(A portion of a data file)
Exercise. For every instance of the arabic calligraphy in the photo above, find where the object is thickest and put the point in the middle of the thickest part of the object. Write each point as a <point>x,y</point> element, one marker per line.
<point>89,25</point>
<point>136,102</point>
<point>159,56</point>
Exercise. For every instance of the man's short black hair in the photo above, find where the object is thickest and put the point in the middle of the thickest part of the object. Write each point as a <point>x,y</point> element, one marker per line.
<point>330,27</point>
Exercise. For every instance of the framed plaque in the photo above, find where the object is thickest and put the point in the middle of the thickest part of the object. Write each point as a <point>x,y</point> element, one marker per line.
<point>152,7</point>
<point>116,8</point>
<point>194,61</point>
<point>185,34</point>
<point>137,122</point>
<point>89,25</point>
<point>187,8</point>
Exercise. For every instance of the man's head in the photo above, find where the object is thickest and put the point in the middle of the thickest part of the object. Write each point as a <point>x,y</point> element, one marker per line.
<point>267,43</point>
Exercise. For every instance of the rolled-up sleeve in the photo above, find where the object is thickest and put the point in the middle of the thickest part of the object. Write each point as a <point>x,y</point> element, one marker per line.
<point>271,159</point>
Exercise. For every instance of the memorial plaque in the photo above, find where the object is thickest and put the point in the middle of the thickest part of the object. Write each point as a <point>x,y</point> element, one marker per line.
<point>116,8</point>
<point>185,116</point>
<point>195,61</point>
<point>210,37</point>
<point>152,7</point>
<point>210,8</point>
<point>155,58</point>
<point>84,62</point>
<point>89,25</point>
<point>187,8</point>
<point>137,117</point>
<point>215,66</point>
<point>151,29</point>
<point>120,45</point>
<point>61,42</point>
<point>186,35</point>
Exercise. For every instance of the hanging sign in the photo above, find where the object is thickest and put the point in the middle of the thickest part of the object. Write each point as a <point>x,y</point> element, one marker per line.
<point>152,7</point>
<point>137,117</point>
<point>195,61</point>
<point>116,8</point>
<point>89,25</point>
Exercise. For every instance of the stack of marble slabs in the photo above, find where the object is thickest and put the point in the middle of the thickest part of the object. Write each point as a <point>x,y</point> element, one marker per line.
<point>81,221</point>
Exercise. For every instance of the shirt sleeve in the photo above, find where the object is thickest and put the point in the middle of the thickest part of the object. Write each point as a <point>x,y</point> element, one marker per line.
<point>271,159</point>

*What the exercise asks*
Reproduce all of the data above word for word, changing nothing.

*Result for this exercise*
Exercise. For every instance of the arabic calligraphy in the photo above, find where the object is thickest and put the point in the middle of the thickest part of the object. Write each point as a <point>x,y</point> element, one marker per line.
<point>89,25</point>
<point>136,102</point>
<point>159,56</point>
Exercise. For every instance of the man's short black hair in the photo above, find where the object is thickest and put the point in the middle of the thickest part of the object. Write each point as a <point>x,y</point> element, one marker per line.
<point>330,27</point>
Exercise. For every instance of the framed plaque in the photo above, find where the object is thickest and put the point in the middle of the thickest part of the object. Write each point as a <point>x,y</point> element, one marker per line.
<point>152,7</point>
<point>116,8</point>
<point>194,61</point>
<point>185,34</point>
<point>137,122</point>
<point>89,25</point>
<point>187,8</point>
Exercise. For every instance of the man's head in the photo above, find where the object is thickest and put the point in the middle of the thickest part of the object. Write each point as a <point>x,y</point> element, one marker per line.
<point>267,43</point>
Exercise. For every instance of the rolled-up sleeve in the photo above, find where the object is thickest and put the point in the middle of the thickest part of the object. Write each point as a <point>x,y</point> element, one marker per line.
<point>271,159</point>
Exercise. For every instance of the memorial plaque in the photo above, find where the object is thickest and put the point in the middle of the thickest part of the object. Write each point as a <point>x,y</point> element, one marker per line.
<point>116,8</point>
<point>185,116</point>
<point>195,61</point>
<point>210,37</point>
<point>152,7</point>
<point>210,8</point>
<point>155,58</point>
<point>84,62</point>
<point>89,25</point>
<point>187,8</point>
<point>137,117</point>
<point>215,66</point>
<point>151,29</point>
<point>120,45</point>
<point>61,42</point>
<point>186,35</point>
Exercise. For every instance of the hanging sign in the photo above, find where the object is thickest and put the point in the middle of the thickest part of the object. Write each point as a <point>x,y</point> element, one marker per line.
<point>152,7</point>
<point>137,117</point>
<point>195,61</point>
<point>116,8</point>
<point>89,25</point>
Exercise. For every instance of the stack of marble slabs in the photo above, find where the object is thickest and put the point in the middle of the thickest part of the object. Write each point as a <point>x,y</point> element, one marker per line.
<point>81,221</point>
Exercise. For every instance of the shirt sleeve in the photo above, find where the object is thickest and put the point in the middle of the thickest part of the object. Write each point as a <point>x,y</point> element, one marker per line.
<point>271,159</point>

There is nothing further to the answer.